--- START ---

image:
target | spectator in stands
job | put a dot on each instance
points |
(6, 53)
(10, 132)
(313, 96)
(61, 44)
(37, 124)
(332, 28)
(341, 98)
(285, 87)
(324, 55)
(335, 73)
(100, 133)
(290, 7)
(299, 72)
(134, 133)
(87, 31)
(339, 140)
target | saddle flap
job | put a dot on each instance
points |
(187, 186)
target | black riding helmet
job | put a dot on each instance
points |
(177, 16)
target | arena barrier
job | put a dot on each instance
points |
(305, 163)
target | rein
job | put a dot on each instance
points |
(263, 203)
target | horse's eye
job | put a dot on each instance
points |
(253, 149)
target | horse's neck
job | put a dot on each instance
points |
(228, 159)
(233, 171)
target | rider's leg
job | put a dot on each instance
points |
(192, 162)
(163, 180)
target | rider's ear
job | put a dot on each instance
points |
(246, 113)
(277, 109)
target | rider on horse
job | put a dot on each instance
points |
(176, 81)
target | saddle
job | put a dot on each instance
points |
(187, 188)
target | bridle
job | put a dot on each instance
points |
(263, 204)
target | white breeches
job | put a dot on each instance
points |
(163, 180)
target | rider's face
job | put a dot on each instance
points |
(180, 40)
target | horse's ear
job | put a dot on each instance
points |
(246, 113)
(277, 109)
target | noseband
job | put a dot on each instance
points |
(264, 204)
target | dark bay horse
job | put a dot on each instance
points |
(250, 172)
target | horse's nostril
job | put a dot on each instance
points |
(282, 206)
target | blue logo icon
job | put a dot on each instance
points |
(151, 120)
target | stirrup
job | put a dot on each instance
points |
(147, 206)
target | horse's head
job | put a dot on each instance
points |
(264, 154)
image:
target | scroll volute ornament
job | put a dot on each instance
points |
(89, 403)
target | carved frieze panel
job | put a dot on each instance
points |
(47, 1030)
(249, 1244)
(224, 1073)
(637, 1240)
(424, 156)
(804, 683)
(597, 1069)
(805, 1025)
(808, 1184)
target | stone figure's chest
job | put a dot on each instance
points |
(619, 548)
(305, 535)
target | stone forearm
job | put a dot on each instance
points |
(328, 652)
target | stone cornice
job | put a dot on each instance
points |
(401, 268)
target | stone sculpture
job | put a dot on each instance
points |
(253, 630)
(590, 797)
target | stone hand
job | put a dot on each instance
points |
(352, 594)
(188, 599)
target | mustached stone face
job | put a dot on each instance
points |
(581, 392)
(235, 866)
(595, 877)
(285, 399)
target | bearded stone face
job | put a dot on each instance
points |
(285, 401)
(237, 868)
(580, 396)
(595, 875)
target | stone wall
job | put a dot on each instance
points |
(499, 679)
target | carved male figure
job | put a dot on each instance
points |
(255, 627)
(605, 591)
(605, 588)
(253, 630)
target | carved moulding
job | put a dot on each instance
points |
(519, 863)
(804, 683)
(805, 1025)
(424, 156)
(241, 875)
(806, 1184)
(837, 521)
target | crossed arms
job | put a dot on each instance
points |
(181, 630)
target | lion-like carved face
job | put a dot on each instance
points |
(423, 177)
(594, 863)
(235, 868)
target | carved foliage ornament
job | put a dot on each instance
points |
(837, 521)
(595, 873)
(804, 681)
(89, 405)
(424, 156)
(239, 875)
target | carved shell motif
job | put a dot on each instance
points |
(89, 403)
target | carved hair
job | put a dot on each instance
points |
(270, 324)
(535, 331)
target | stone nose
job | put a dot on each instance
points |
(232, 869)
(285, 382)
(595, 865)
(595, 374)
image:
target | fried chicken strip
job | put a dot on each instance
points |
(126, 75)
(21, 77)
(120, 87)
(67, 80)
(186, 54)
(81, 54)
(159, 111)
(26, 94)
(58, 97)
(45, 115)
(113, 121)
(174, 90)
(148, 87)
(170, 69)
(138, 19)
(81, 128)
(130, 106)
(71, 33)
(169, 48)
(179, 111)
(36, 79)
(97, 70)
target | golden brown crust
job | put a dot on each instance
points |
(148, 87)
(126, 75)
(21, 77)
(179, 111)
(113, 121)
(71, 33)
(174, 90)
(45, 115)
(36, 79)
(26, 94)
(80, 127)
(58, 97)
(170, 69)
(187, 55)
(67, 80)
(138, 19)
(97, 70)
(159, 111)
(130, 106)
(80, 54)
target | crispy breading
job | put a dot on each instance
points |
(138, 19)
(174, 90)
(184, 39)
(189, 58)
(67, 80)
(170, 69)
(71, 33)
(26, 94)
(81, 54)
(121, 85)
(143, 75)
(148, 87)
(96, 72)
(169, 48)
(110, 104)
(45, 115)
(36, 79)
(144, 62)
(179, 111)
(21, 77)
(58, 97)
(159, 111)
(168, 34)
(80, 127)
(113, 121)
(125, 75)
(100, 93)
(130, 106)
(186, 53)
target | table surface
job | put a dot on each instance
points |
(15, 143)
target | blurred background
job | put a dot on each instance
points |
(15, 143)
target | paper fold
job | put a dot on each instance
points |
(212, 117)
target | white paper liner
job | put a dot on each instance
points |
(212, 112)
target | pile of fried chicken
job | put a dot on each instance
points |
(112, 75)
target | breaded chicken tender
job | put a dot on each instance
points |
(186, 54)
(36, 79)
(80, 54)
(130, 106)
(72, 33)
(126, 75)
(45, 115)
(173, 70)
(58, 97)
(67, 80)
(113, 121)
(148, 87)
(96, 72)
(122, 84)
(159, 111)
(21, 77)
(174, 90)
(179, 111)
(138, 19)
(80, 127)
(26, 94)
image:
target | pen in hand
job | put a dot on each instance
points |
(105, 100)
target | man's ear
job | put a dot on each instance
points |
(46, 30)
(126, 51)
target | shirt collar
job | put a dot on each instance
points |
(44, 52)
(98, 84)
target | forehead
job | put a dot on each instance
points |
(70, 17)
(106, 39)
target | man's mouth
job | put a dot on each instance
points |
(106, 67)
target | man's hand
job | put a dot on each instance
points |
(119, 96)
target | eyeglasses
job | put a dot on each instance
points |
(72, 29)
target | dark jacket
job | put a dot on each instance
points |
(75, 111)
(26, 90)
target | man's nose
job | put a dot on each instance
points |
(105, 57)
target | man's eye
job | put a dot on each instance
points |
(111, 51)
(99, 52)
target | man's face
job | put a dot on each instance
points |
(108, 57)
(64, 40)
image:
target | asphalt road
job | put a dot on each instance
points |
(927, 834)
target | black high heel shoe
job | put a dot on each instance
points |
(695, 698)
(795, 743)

--- END ---

• **Problem to work on**: Each of the entries above needs to be given again exactly.

• **Answer to this exercise**:
image:
target | spectator in stands
job | put a dot on each instance
points |
(6, 53)
(10, 132)
(313, 96)
(61, 44)
(37, 124)
(332, 28)
(341, 98)
(285, 87)
(324, 55)
(335, 73)
(100, 133)
(290, 7)
(299, 72)
(134, 133)
(87, 31)
(339, 140)
target | saddle flap
job | put a dot on each instance
points |
(187, 186)
target | black riding helmet
job | put a dot on each instance
points |
(177, 16)
target | arena barrier
job | put a dot on each instance
points |
(305, 163)
target | rein
job | put a dot on each instance
points |
(263, 203)
target | horse's eye
job | put a dot on each instance
points |
(253, 149)
target | horse's neck
job | put a dot on each instance
points |
(228, 159)
(233, 171)
target | rider's leg
job | put a dot on each instance
points |
(192, 162)
(163, 180)
target | rider's ear
job | put a dot on each instance
points |
(246, 113)
(277, 109)
target | rider on horse
job | put a dot on each instance
points |
(176, 81)
target | saddle
job | put a dot on each instance
points |
(187, 188)
target | bridle
job | put a dot on each instance
points |
(263, 204)
target | white breeches
job | put a dot on each instance
points |
(163, 180)
target | rider's face
job | put a dot on each instance
points |
(180, 40)
target | horse's ear
job | put a dot on each instance
points |
(246, 113)
(277, 109)
target | noseband
job | put a dot on each instance
points |
(264, 204)
target | dark bay horse
job | put a dot on each instance
points |
(250, 172)
target | horse's nostril
job | put a dot on each instance
points |
(282, 206)
target | blue logo icon
job | put a dot on each instance
points |
(151, 120)
target | stirrup
job | put a dot on each instance
points |
(147, 206)
target | horse's head
job | put a dot on each instance
points |
(264, 154)
image:
target | scroll volute ornament
job | put a dot on each instance
points |
(89, 403)
target | carved frieze panel
job | put a dot on each instance
points |
(47, 1030)
(249, 1244)
(224, 1073)
(637, 1240)
(424, 156)
(804, 683)
(597, 1069)
(805, 1025)
(808, 1184)
target | stone figure's chest
job | put a dot on each instance
points |
(619, 548)
(305, 535)
target | stone forearm
job | put a dot on each instance
points |
(328, 652)
target | stone cornice
job | put a dot on each instance
points |
(401, 268)
target | stone sculpture
job | put a dot on each instance
points |
(253, 630)
(590, 797)
target | stone hand
job | put a dot on each instance
points |
(352, 594)
(188, 599)
target | mustached stone face
job | put a dot on each instance
points |
(581, 392)
(235, 866)
(595, 877)
(285, 399)
target | bearded stone face
job | put a dot on each instance
points |
(285, 401)
(237, 868)
(580, 396)
(595, 875)
target | stone wall
job | put a dot on each instance
points |
(499, 679)
target | carved male figure
job | put a dot on each instance
points |
(255, 627)
(605, 591)
(605, 588)
(253, 630)
target | carved moulding
job | put a dot on each instance
points |
(519, 863)
(804, 683)
(805, 1025)
(424, 156)
(241, 875)
(806, 1184)
(837, 521)
target | crossed arms
job | put a dot on each instance
points |
(181, 630)
target | lion-like carved face
job | put a dot on each instance
points |
(423, 177)
(594, 863)
(235, 868)
target | carved foliage ornament
job | put a dot on each instance
points |
(837, 521)
(595, 873)
(804, 681)
(89, 405)
(424, 156)
(239, 875)
target | carved shell motif
job | put a dot on each instance
points |
(89, 403)
target | carved hair
job | put a dot on each instance
points |
(270, 324)
(535, 331)
target | stone nose
job | put a dot on each instance
points |
(232, 869)
(285, 382)
(595, 865)
(595, 374)
image:
target | fried chicken strip
job | put a dot on each instance
points |
(126, 75)
(21, 77)
(120, 87)
(67, 80)
(186, 54)
(81, 54)
(159, 111)
(26, 94)
(58, 97)
(45, 115)
(113, 121)
(174, 90)
(148, 87)
(170, 69)
(138, 19)
(81, 128)
(130, 106)
(71, 33)
(169, 48)
(179, 111)
(36, 79)
(97, 70)
target | golden brown crust
job | put a dot on each instance
points |
(148, 87)
(126, 75)
(21, 77)
(179, 111)
(113, 121)
(71, 33)
(174, 90)
(45, 115)
(36, 79)
(26, 94)
(80, 127)
(58, 97)
(170, 69)
(187, 55)
(67, 80)
(138, 19)
(97, 70)
(159, 111)
(130, 106)
(80, 54)
target | crispy breading
job | put a dot on each instance
points |
(138, 19)
(174, 90)
(184, 39)
(189, 58)
(67, 80)
(170, 69)
(71, 33)
(26, 94)
(81, 54)
(121, 85)
(143, 75)
(148, 87)
(96, 72)
(169, 48)
(110, 104)
(45, 115)
(36, 79)
(144, 62)
(179, 111)
(21, 77)
(58, 97)
(159, 111)
(168, 34)
(80, 127)
(113, 121)
(125, 75)
(100, 93)
(130, 106)
(186, 53)
target | table surface
job | put a dot on each instance
points |
(15, 143)
target | blurred background
job | put a dot on each instance
points |
(15, 143)
target | paper fold
job | put a dot on each instance
points |
(212, 117)
target | white paper liner
job | put a dot on each instance
points |
(212, 112)
target | pile of fried chicken
job | put a dot on each instance
points |
(112, 75)
target | breaded chicken tender
job | put a dot on each instance
points |
(186, 54)
(36, 79)
(80, 54)
(130, 106)
(72, 33)
(126, 75)
(45, 115)
(173, 70)
(58, 97)
(67, 80)
(113, 121)
(148, 87)
(96, 72)
(122, 84)
(159, 111)
(21, 77)
(174, 90)
(179, 111)
(138, 19)
(80, 127)
(26, 94)
image:
target | pen in hand
job | put a dot on each instance
points |
(105, 100)
target | man's ear
job | put a dot on each instance
points |
(46, 30)
(126, 51)
target | shirt collar
job | put a dot on each instance
points |
(44, 52)
(98, 84)
target | forehead
job | put a dot on each instance
points |
(70, 17)
(106, 39)
target | man's mouth
job | put a dot on each instance
points |
(106, 67)
target | man's hand
job | put a dot on each instance
points |
(119, 96)
target | eyeglasses
job | put a dot on each instance
points |
(72, 29)
target | dark jacket
job | put a dot on each instance
points |
(75, 111)
(26, 90)
target | man's nose
job | put a dot on each instance
points |
(105, 57)
target | man's eye
job | put a dot on each instance
points |
(111, 51)
(99, 52)
target | man's face
job | put a dot on each instance
points |
(108, 57)
(64, 40)
image:
target | asphalt road
job | put a dot on each instance
points |
(927, 834)
target | black high heel shoe
job | put a dot on each instance
points |
(695, 698)
(795, 743)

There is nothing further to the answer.